[Start Extracted material]
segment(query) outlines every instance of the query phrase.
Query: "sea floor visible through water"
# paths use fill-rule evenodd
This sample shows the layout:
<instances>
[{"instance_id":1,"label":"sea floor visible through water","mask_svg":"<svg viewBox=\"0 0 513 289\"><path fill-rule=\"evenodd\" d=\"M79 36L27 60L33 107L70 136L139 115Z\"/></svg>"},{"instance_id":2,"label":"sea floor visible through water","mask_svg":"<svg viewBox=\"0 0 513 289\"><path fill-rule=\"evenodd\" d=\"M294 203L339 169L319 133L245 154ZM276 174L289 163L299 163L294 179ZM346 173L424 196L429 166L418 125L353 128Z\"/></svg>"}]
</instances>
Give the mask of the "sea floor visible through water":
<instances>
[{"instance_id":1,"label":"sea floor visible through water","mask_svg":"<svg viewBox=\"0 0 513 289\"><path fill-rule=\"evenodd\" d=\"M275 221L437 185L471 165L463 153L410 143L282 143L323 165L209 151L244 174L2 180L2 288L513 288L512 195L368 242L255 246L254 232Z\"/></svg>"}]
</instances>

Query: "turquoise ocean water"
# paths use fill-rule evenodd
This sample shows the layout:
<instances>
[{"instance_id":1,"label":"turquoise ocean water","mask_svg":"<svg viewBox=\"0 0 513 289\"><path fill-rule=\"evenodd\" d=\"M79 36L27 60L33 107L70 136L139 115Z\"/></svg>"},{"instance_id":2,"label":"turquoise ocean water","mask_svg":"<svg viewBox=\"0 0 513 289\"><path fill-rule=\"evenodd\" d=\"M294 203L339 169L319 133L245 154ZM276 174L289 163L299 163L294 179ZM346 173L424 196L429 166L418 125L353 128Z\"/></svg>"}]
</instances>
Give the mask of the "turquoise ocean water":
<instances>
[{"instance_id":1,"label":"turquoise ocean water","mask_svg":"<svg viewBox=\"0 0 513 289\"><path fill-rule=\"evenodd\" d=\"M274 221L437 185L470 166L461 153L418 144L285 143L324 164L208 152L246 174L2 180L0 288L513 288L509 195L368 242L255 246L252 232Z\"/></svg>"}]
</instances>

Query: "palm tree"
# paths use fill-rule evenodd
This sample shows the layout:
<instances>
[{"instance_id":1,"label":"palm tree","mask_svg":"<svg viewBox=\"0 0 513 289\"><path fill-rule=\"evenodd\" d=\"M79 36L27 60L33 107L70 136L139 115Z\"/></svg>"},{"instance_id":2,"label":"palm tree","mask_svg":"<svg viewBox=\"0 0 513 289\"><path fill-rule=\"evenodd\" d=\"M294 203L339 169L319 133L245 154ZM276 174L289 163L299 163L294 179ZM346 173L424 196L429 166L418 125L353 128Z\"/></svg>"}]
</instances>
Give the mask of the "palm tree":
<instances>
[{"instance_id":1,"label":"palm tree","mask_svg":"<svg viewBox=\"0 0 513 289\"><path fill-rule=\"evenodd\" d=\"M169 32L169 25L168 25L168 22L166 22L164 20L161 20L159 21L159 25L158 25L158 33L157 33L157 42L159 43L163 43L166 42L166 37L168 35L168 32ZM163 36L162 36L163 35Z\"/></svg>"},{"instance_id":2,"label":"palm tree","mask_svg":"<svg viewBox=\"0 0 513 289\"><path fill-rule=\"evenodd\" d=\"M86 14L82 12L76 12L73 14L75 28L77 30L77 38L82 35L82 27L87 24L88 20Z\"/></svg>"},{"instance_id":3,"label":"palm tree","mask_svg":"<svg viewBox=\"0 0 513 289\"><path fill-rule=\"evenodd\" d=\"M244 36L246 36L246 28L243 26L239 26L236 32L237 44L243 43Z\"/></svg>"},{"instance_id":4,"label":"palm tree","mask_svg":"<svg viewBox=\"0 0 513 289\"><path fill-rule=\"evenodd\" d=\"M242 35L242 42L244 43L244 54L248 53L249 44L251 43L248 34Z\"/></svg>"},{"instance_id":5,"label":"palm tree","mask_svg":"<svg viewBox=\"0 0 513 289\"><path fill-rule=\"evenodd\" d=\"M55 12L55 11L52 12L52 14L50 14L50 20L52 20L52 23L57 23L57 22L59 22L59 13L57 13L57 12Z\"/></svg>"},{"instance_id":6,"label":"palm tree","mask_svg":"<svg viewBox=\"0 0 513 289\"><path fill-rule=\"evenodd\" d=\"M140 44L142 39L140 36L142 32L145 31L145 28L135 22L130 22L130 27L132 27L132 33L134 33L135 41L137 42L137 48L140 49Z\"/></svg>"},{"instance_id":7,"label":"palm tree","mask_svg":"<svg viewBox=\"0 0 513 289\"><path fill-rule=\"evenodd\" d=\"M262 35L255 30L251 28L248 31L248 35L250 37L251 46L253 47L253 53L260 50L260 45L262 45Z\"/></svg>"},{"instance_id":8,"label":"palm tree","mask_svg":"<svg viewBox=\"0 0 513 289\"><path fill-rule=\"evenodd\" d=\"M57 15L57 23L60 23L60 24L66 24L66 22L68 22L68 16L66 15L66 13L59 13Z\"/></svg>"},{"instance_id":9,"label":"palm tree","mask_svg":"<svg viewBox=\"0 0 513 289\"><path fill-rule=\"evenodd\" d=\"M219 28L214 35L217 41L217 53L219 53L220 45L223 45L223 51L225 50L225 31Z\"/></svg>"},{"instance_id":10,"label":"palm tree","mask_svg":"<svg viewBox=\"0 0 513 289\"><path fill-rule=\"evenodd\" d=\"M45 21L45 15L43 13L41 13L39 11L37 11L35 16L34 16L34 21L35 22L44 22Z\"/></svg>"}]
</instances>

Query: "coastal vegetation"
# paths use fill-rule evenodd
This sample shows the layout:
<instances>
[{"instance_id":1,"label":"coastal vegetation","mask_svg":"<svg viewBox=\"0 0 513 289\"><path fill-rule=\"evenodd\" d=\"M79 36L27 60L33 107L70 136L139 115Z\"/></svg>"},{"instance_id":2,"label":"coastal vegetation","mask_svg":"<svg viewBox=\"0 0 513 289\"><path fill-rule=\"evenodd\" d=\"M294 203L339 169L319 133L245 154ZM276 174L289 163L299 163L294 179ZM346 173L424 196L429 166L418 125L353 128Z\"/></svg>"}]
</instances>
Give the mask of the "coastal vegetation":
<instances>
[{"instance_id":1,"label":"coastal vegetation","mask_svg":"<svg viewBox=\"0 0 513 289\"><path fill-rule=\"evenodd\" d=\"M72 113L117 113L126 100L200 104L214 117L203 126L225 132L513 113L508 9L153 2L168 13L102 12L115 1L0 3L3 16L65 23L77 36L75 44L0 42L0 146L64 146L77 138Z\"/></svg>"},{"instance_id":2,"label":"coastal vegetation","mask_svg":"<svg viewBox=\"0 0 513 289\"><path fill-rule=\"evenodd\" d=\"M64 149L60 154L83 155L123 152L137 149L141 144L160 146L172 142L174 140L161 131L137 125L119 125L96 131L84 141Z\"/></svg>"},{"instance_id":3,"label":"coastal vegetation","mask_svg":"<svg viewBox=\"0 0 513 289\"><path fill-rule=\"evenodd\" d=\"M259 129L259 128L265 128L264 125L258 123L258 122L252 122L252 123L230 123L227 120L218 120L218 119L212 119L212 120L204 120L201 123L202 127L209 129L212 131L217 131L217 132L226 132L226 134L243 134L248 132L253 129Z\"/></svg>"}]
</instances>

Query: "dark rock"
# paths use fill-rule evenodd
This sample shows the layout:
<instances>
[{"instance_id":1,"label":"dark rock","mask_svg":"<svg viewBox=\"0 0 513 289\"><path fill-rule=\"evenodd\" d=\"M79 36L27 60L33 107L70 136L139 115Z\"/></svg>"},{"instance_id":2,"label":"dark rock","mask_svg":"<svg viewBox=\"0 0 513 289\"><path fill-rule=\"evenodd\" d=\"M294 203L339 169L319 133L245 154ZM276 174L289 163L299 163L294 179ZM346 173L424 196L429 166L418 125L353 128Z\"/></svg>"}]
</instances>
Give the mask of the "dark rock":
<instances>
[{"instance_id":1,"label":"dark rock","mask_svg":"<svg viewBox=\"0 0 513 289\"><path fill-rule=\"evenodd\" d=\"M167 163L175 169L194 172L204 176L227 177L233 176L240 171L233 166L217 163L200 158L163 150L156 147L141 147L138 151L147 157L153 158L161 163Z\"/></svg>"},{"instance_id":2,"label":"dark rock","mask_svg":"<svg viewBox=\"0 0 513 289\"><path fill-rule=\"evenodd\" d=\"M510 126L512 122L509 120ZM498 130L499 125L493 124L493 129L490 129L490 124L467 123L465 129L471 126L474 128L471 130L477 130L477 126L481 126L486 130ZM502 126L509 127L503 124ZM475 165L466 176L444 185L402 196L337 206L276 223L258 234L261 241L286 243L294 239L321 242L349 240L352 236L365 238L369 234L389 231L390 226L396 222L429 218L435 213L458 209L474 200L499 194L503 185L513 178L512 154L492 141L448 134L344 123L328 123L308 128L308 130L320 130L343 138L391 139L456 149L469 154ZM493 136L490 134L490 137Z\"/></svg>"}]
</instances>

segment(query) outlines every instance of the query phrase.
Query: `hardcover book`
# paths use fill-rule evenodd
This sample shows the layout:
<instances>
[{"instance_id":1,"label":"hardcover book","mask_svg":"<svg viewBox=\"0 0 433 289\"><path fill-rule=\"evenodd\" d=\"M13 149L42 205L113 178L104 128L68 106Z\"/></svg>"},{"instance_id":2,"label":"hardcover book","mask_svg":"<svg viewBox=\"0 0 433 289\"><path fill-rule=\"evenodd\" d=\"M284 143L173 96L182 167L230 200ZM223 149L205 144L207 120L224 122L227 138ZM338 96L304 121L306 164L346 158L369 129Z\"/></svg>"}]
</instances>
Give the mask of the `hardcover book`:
[End Extracted material]
Count the lines in the data above that contain the word "coastal". Reply with the number alone.

(Answer below) 4